Brief =
Turn the lines of the items from the one containing "The query is: white shelving unit" through the one containing "[113,181,377,418]", both included, into a numbered list with blank lines left out.

Input for this task =

#####

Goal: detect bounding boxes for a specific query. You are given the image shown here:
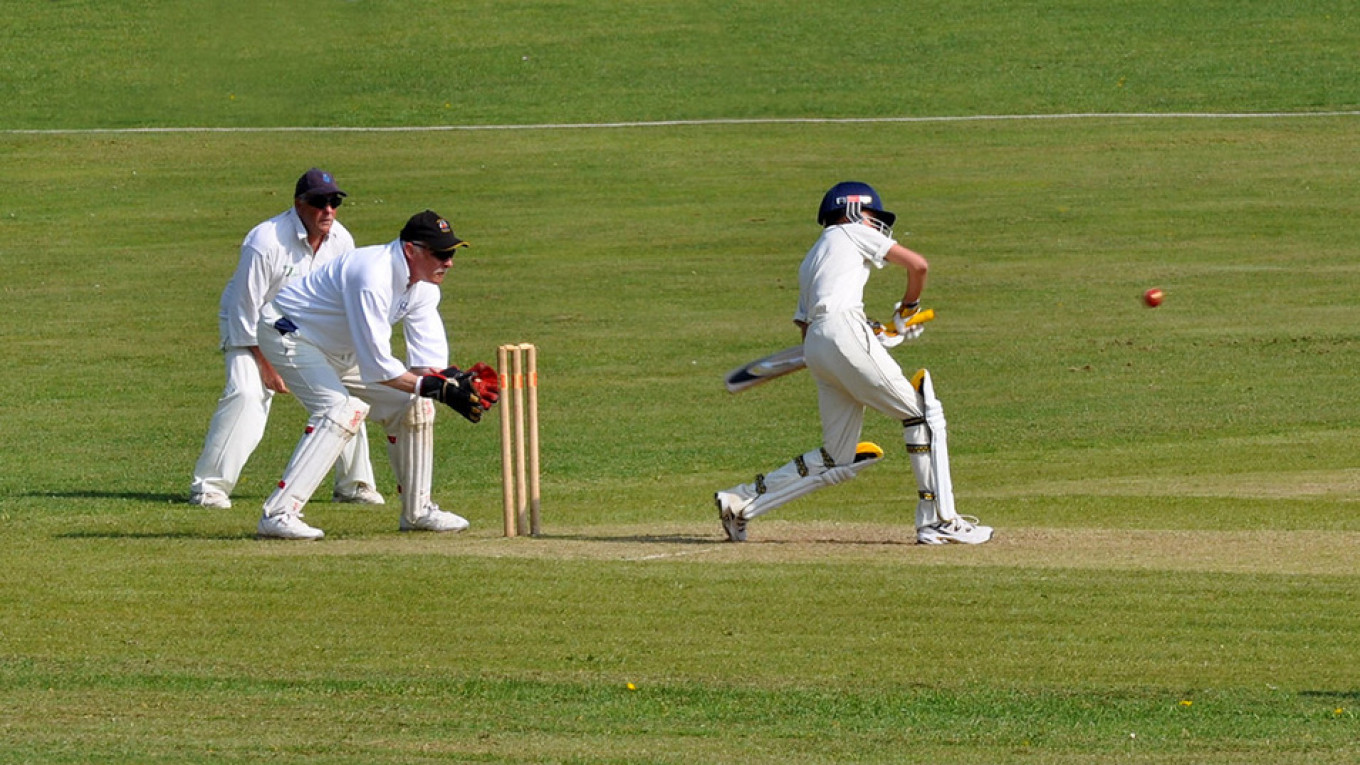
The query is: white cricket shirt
[218,207,354,347]
[793,223,896,323]
[273,240,449,383]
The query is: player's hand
[416,366,487,423]
[892,302,926,340]
[466,361,500,408]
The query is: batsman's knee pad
[741,441,883,519]
[388,397,435,520]
[264,396,369,516]
[902,369,957,527]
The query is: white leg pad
[388,397,435,524]
[903,369,959,528]
[737,446,883,520]
[264,396,369,516]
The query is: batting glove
[416,366,490,423]
[892,301,926,340]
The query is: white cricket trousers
[258,321,434,511]
[189,344,377,497]
[802,310,922,466]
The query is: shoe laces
[940,516,982,532]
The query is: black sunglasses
[303,193,344,210]
[416,242,453,260]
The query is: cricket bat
[725,308,934,393]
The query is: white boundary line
[0,110,1360,136]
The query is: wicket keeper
[257,210,500,539]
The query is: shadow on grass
[546,534,721,544]
[18,490,190,508]
[537,534,917,547]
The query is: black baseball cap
[401,210,469,252]
[292,167,350,197]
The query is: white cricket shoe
[713,491,747,542]
[401,502,468,531]
[917,516,991,544]
[330,483,386,505]
[256,513,326,539]
[189,491,231,510]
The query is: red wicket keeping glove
[466,361,500,408]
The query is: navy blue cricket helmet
[817,181,898,229]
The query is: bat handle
[869,308,934,338]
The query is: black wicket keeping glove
[416,366,490,422]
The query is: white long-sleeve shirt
[218,207,354,347]
[273,240,449,383]
[793,223,896,323]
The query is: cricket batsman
[714,181,991,544]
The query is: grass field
[0,0,1360,764]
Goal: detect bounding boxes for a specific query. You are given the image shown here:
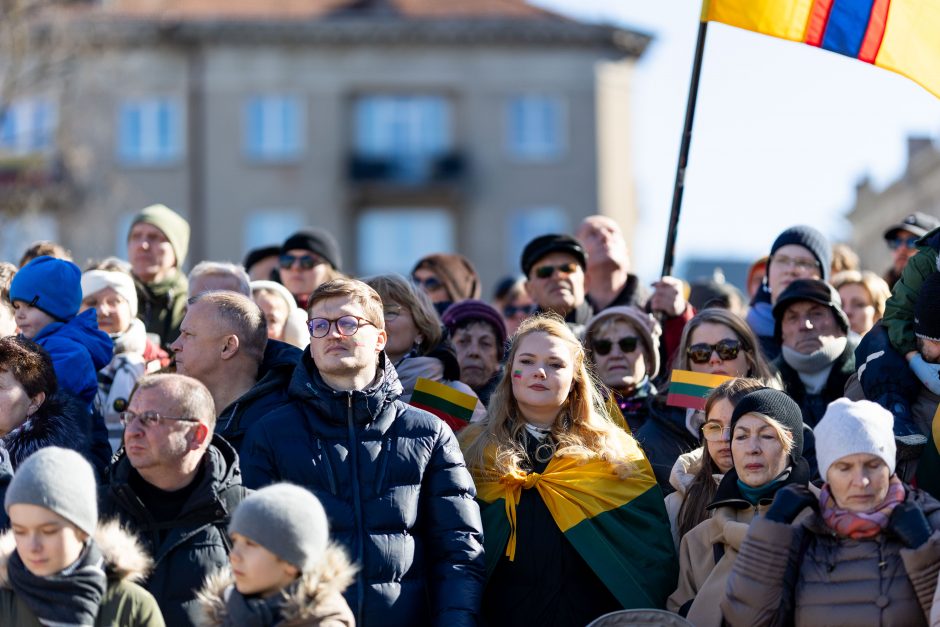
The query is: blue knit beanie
[10,255,82,322]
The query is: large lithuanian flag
[474,449,678,609]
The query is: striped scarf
[819,475,905,540]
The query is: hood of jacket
[0,391,91,469]
[287,351,402,424]
[197,544,357,625]
[0,521,153,588]
[33,309,114,370]
[108,434,242,525]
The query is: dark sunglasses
[888,236,920,250]
[591,337,639,357]
[503,304,536,318]
[534,261,578,279]
[277,255,323,270]
[685,340,741,364]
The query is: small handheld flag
[666,370,734,411]
[411,377,478,433]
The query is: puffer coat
[242,352,485,627]
[721,488,940,627]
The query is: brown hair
[676,377,765,540]
[460,314,641,478]
[307,278,385,329]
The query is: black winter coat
[99,435,246,626]
[242,352,485,627]
[215,340,303,452]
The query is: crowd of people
[0,205,940,627]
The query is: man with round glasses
[242,279,484,627]
[100,374,245,626]
[773,279,856,427]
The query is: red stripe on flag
[804,0,834,48]
[858,0,891,63]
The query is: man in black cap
[773,279,855,427]
[278,228,342,309]
[885,212,940,287]
[522,234,594,337]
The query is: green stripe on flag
[411,390,473,422]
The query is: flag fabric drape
[702,0,940,97]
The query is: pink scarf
[819,475,905,540]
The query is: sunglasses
[503,304,536,318]
[888,236,920,250]
[686,340,741,364]
[411,276,444,292]
[533,261,578,279]
[591,337,639,357]
[277,255,323,270]
[702,422,731,442]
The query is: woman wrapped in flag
[461,316,676,627]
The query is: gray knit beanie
[228,483,329,572]
[3,446,98,535]
[813,398,897,481]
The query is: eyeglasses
[888,235,920,250]
[685,340,741,364]
[770,255,819,272]
[702,422,731,442]
[411,276,444,292]
[503,303,536,318]
[277,255,325,270]
[307,316,375,338]
[591,337,639,357]
[533,261,578,279]
[119,411,199,429]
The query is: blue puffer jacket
[242,352,485,627]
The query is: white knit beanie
[813,398,897,481]
[82,270,137,318]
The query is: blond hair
[460,314,642,478]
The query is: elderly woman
[584,307,662,433]
[636,308,780,494]
[666,388,810,627]
[0,447,164,627]
[461,316,675,627]
[721,399,940,626]
[832,270,891,335]
[666,378,764,549]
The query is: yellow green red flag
[702,0,940,97]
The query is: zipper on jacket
[346,392,366,625]
[314,438,336,495]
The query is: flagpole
[662,20,708,276]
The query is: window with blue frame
[0,98,57,155]
[244,95,305,161]
[117,98,183,165]
[353,95,453,181]
[506,95,567,161]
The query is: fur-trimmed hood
[198,544,357,627]
[0,521,153,588]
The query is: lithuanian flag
[702,0,940,97]
[666,370,732,411]
[411,377,479,433]
[474,449,678,609]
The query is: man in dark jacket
[242,279,484,627]
[773,279,855,427]
[100,374,245,625]
[170,291,301,451]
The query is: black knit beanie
[767,225,832,281]
[914,271,940,342]
[731,388,803,461]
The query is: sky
[532,0,940,280]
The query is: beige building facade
[22,0,649,289]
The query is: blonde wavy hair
[460,314,643,478]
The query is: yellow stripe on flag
[671,370,734,388]
[415,377,477,411]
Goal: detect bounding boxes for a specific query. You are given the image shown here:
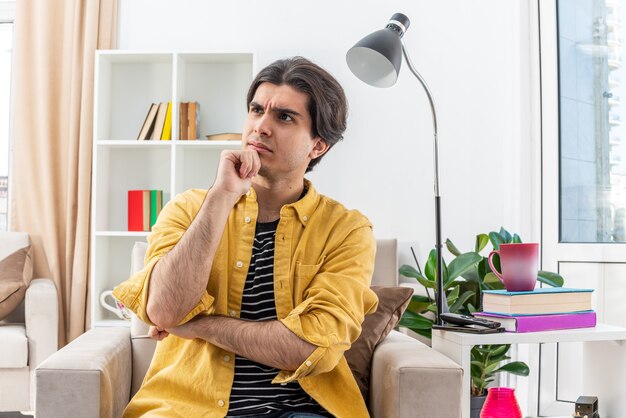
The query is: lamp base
[433,324,504,334]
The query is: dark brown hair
[246,57,348,172]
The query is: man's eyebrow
[272,107,302,118]
[250,101,302,118]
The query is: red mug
[488,242,539,292]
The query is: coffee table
[432,324,626,418]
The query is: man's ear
[309,136,330,160]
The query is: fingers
[148,326,170,341]
[239,150,261,179]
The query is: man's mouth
[248,140,272,152]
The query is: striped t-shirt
[228,221,328,416]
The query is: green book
[150,190,163,230]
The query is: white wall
[118,0,539,258]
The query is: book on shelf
[473,311,596,333]
[161,102,172,141]
[137,103,159,141]
[187,102,200,139]
[206,132,242,141]
[128,190,163,232]
[178,102,189,140]
[128,190,150,231]
[150,190,163,229]
[152,102,167,141]
[483,287,593,315]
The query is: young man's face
[243,82,328,179]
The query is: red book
[128,190,150,231]
[474,311,596,332]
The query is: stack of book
[178,102,200,141]
[137,102,172,141]
[474,287,596,332]
[128,190,163,231]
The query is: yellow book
[161,102,172,141]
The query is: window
[557,0,626,243]
[0,1,15,231]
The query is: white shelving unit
[91,50,255,327]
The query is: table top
[433,324,626,345]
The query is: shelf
[174,139,241,149]
[96,231,150,237]
[96,139,172,148]
[90,50,254,327]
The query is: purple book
[474,311,596,332]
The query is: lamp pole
[346,13,449,325]
[401,40,449,325]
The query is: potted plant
[399,228,563,413]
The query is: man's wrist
[207,185,245,207]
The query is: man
[114,57,377,418]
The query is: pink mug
[488,242,539,292]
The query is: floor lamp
[346,13,449,325]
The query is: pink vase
[480,388,522,418]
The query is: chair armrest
[369,331,463,418]
[35,327,132,418]
[24,279,59,370]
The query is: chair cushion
[345,286,413,403]
[0,245,33,320]
[0,324,28,369]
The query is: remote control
[440,312,500,328]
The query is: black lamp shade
[346,13,409,87]
[346,29,402,87]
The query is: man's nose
[254,113,272,136]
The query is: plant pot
[480,388,522,418]
[470,395,487,418]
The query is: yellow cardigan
[113,181,377,418]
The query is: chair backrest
[0,232,30,323]
[130,239,398,396]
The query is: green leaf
[417,277,436,289]
[400,311,433,330]
[537,270,565,287]
[494,361,530,376]
[398,264,424,279]
[489,232,506,250]
[474,234,489,253]
[491,344,511,358]
[406,299,433,313]
[484,273,504,289]
[448,252,483,280]
[446,239,461,256]
[446,286,459,303]
[499,227,513,243]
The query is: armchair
[0,232,59,411]
[36,240,463,418]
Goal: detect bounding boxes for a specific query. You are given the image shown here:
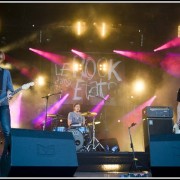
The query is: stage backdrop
[50,53,124,106]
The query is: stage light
[99,63,107,72]
[111,145,119,152]
[134,80,145,93]
[73,21,86,36]
[36,76,45,86]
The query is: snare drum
[53,126,67,132]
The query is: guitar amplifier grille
[142,106,173,119]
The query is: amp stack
[142,106,173,152]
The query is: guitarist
[0,51,14,173]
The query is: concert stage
[75,152,150,177]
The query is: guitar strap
[0,68,4,94]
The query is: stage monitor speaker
[150,134,180,177]
[143,118,173,152]
[99,138,120,152]
[2,129,78,177]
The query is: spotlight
[111,145,119,152]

#####

Solution for this task =
1. The query is: white shelving unit
2. [91,50,255,327]
3. The query is: table top
4. [433,324,626,345]
5. The query is: shelf
6. [174,139,241,149]
7. [96,231,150,237]
8. [96,139,172,148]
9. [90,50,254,327]
10. The query is: purple book
11. [474,311,596,332]
12. The query is: lamp pole
13. [346,13,449,325]
14. [401,40,449,325]
15. The query is: potted plant
16. [399,228,563,413]
17. The query is: man's wrist
18. [207,185,245,207]
19. The query is: man
20. [114,57,377,418]
21. The query is: pink mug
22. [488,242,539,292]
23. The query is: floor lamp
24. [346,13,449,325]
25. The query is: pink vase
26. [480,388,522,418]
27. The query is: chair armrest
28. [369,331,463,418]
29. [35,327,132,418]
30. [24,279,59,370]
31. The query is: chair cushion
32. [345,286,413,403]
33. [0,245,33,320]
34. [0,324,28,369]
35. The query is: remote control
36. [440,312,500,328]
37. The query is: black lamp shade
38. [346,13,409,87]
39. [346,29,402,87]
40. The query is: man's nose
41. [254,113,272,136]
42. The query is: plant pot
43. [480,388,522,418]
44. [470,395,487,418]
45. The query is: yellow cardigan
46. [113,181,377,418]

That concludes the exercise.